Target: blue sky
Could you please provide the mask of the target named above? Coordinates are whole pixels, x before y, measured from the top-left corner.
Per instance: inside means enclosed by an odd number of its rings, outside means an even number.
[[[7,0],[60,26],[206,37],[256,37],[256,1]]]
——
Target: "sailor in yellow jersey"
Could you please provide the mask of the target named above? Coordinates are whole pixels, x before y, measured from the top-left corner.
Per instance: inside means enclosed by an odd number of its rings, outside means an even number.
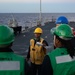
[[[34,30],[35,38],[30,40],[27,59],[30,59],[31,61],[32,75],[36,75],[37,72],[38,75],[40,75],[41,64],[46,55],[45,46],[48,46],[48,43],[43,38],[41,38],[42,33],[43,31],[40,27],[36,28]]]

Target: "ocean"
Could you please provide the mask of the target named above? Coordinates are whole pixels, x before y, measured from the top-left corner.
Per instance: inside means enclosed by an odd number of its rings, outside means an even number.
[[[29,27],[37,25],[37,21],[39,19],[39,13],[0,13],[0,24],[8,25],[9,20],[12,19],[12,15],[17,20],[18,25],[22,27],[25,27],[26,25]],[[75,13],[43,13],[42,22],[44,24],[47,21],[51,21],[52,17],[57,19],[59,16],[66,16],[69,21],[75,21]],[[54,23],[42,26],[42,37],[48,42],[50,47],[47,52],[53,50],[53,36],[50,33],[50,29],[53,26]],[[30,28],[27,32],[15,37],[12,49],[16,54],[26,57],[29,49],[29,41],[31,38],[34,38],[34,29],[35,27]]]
——
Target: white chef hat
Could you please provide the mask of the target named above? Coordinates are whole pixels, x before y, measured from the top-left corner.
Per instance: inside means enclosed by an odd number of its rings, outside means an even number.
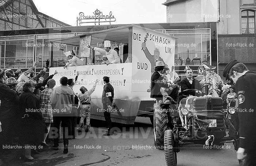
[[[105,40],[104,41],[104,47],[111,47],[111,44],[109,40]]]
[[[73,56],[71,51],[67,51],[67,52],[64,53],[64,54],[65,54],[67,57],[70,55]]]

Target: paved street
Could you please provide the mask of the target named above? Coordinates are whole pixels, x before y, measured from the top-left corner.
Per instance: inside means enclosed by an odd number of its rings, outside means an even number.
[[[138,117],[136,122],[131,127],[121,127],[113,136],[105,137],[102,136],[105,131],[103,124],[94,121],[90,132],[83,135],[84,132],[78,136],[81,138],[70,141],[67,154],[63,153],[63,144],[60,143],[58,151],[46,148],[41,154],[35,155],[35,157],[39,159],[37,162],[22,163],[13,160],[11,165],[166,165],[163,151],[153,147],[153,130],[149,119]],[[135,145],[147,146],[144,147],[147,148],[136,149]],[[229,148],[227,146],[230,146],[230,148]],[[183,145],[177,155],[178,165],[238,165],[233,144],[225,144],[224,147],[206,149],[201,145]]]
——
• _Problem to work on_
Swap "top-left corner" for "upper-left corner" in the entries from the line with "Target: blue sky" up to and including the line with "[[[7,0],[60,26],[206,37],[256,37],[256,1]]]". Give only those lines again, leaving everything else unchanged.

• _Output for this task_
Target: blue sky
Could you please provide the mask of the target named above? Coordinates are whole pixels, x before y, measured from the upper-left corner.
Per instance: inside means enclosed by an odd number of its rings, outside means an even number.
[[[7,0],[60,26],[206,37],[256,37],[256,1]]]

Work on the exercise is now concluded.